-------- EXERCISE MATERIAL --------

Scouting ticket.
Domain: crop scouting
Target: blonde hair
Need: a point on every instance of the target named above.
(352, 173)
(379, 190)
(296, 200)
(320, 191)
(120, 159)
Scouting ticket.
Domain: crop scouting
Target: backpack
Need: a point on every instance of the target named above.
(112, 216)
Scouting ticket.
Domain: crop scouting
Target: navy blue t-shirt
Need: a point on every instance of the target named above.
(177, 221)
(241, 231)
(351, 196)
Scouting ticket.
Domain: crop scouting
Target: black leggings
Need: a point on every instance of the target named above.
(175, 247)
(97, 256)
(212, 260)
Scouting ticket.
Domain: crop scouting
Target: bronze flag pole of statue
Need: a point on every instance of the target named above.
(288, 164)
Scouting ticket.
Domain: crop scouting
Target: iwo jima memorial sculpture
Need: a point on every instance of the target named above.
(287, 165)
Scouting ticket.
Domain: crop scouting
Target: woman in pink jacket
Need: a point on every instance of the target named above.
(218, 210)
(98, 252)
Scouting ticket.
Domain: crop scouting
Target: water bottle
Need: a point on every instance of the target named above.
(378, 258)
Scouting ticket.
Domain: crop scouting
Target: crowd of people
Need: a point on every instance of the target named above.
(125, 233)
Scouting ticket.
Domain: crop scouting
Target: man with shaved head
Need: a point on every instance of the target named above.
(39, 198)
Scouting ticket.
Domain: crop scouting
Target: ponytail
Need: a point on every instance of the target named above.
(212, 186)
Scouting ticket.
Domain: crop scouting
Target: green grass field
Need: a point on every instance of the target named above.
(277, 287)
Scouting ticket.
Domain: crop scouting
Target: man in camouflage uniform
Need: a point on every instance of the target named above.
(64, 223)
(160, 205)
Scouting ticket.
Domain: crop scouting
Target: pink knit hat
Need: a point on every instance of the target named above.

--------

WRITTEN PROBLEM | Give an exact repetition of all the material.

TASK RESPONSE |
Scouting ticket.
Domain: crop scouting
Target: blonde hair
Need: a point on every instance of the target named above.
(352, 173)
(379, 190)
(296, 200)
(320, 191)
(120, 159)
Scouting ticket.
Domain: crop scouting
Target: backpack
Need: a point on every instance of the target named above.
(112, 216)
Scouting ticket.
Domain: crop scouting
Target: navy blue t-shirt
Need: a point on every instance of the target named above.
(177, 221)
(241, 231)
(351, 196)
Scouting ticket.
Domain: crop scouting
Target: black leggings
Need: a point on every instance of the target named above.
(175, 247)
(97, 256)
(212, 260)
Scouting ticket.
Domain: crop scouting
Target: bronze flag pole of statue
Need: a point on every instance of the target named above.
(288, 164)
Scouting ticket.
Domain: crop scouting
Target: iwo jima memorial sculpture
Need: a point on every instance of the target named above.
(287, 165)
Scouting ticket.
Domain: crop scouting
Target: woman in pink jacket
Need: a point on every instance of the target named above.
(218, 210)
(98, 252)
Scouting ticket.
Domain: crop scouting
Target: water bottle
Need: a point on every instance of the target named above.
(378, 258)
Scouting ticket.
Domain: crop scouting
Target: crowd of people
Need: a point on every instance of the target named above.
(125, 233)
Scouting ticket.
Domain: crop scouting
Target: man with shaved head
Need: a point on every instance of the target named above.
(39, 198)
Scouting ticket.
Domain: crop scouting
Target: ponytail
Need: a point on every instance of the target named above.
(212, 186)
Scouting ticket.
Domain: crop scouting
Target: green grass field
Need: a point on every instance of the target named above.
(277, 287)
Scouting ticket.
Domain: crop scouting
Target: man in camouflage uniform
Need: a point on every instance of the target named above.
(64, 223)
(160, 205)
Scouting ticket.
Domain: crop scouting
Target: pink knit hat
Need: a point on every instance of the target named above.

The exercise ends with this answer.